DOCUMENTO DI ORIGINE -
Lo vediamo nell'inizio della vita pubblica di Gesù quando nelle nozze di Cana Maria è la prima che va a dire a suo figlio la situazione concreta in cui ci si viene a trovare.
Lo vediamo quando, di ritorno da Gerusalemme, Maria è molto attenta a che il bambino non si trova più con loro e quindi ha una visione molto concreta della realtà, senza per questo allontanarsi da questa comunione con Dio.
Gesù risponde: "Ma come, non sapevate che io mi devo occupare delle cose del Padre mio?"
Questo però, che è il richiamo, non è una sgridata, è semplicemente una sottolineatura, cioè a dire, il nostro primo incarico.
Oppure Gesù dice: "Il nostro primo dato di essere è essere per il Padre ed è come se dicesse in qualche modo a Maria e Giuseppe la stessa cosa.
Ma è la stessa cosa che sta dicendo a noi, in quel caso, il nostro modo di esistere, il nostro modo per cui esistiamo è solo questo: il coltivare questo tipo di comunione.
E dunque vediamo che in Maria tutto questo avviene: da lungo tempo da sempre è stata abituata in questo modo, è stata educata ad avere questa relazione stretta con il Padre, con Dio, per cui il momento della Annunciazione non è poi un momento così straordinario, perché anche in questo caso la decisione e la risposta di Maria a quello che le veniva proposto non appare altro che una conseguenza di questa comunione, che già si era concretizzata, si era vissuta da molti anni.
L'Angelo sì andò da Maria per spiegarle diverse cose e per far notare in qualche modo che Dio non fa nulla senza la nostra collaborazione per ciò che riguarda la nostra vita e la nostra salvezza.
E così Dio, nella sua grande maestà, non ha nessuna paura dell'umiltà, perché Dio è sommamente umile e si pone di fronte a questa creatura chiedendo il permesso della sua collaborazione.
È un evento straordinario, non vi pare che sia una cosa eccezionale?
Forse non è poi così eccezionale perché a posteriori, dopo diversi anni in cui cerchiamo di seguire il Signore in modo concreto, forse, ritornando in quel giorno speciale che ognuno di noi conosce nel segreto del proprio cuore, dovrà rendersi conto che in quel giorno l'Onnipotente si inginocchiò dinanzi a noi per chiederci di seguirlo.
E quello era il giorno della nostra vocazione, che è prima di tutto, sì la vocazione alla vita cristiana, ma che è anche e sicuramente la vocazione al tipo di testimonianza , cioè al nostro modo di essere cristiani in mezzo al mondo.
In quell'occasione il Signore ci fece capire in quale modo, per ognuno può essere diverso: con un'ispirazione, con una preghiera particolarmente fervorosa, mediante l'ausilio di un direttore spirituale, in un'omelia, durante l'adorazione eucaristica, qualunque cosa possa essere accaduta.

DATI FORNITI -
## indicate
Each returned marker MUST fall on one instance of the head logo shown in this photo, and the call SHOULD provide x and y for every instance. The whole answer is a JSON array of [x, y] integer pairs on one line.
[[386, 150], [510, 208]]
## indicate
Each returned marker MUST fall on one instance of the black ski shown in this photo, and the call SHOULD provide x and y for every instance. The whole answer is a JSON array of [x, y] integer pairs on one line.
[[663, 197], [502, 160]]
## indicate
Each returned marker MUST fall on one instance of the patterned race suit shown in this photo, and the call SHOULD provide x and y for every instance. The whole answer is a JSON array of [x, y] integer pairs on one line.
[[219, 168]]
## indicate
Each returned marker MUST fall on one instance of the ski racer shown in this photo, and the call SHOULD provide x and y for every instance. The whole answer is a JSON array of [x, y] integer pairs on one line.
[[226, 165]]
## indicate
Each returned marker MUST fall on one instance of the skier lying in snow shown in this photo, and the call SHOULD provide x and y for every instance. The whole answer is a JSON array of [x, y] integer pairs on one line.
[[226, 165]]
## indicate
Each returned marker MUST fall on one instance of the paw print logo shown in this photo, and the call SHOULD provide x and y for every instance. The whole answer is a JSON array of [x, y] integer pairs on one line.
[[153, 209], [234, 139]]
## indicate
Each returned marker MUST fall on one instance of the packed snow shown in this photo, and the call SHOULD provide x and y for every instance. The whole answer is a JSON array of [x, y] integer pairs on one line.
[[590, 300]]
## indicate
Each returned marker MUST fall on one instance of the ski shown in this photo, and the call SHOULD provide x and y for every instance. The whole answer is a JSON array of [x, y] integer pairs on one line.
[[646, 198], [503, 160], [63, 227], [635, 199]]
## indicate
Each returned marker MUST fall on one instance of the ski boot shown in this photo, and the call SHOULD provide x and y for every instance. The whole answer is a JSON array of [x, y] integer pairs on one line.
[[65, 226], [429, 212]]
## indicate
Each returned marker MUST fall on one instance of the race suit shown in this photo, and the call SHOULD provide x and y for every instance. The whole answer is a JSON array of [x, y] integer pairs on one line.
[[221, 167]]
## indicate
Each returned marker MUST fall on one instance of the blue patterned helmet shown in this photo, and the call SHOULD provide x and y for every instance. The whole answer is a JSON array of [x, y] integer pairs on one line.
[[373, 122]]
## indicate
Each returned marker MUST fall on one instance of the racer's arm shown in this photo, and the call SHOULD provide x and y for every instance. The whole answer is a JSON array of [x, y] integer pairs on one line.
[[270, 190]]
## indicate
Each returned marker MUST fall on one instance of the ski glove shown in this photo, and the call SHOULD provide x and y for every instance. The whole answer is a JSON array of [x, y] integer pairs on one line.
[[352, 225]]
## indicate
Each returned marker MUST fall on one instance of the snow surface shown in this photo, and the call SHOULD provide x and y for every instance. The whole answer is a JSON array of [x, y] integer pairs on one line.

COMPITO SCRITTO -
Per favore, ricopia dal testo su Maria il brano che va da "Questo però, che" fino a "la stessa cosa." incluso.

SOLUZIONE DEL COMPITO -
Questo però, che è il richiamo, non è una sgridata, è semplicemente una sottolineatura, cioè a dire, il nostro primo incarico.
Oppure Gesù dice: "Il nostro primo dato di essere è essere per il Padre ed è come se dicesse in qualche modo a Maria e Giuseppe la stessa cosa.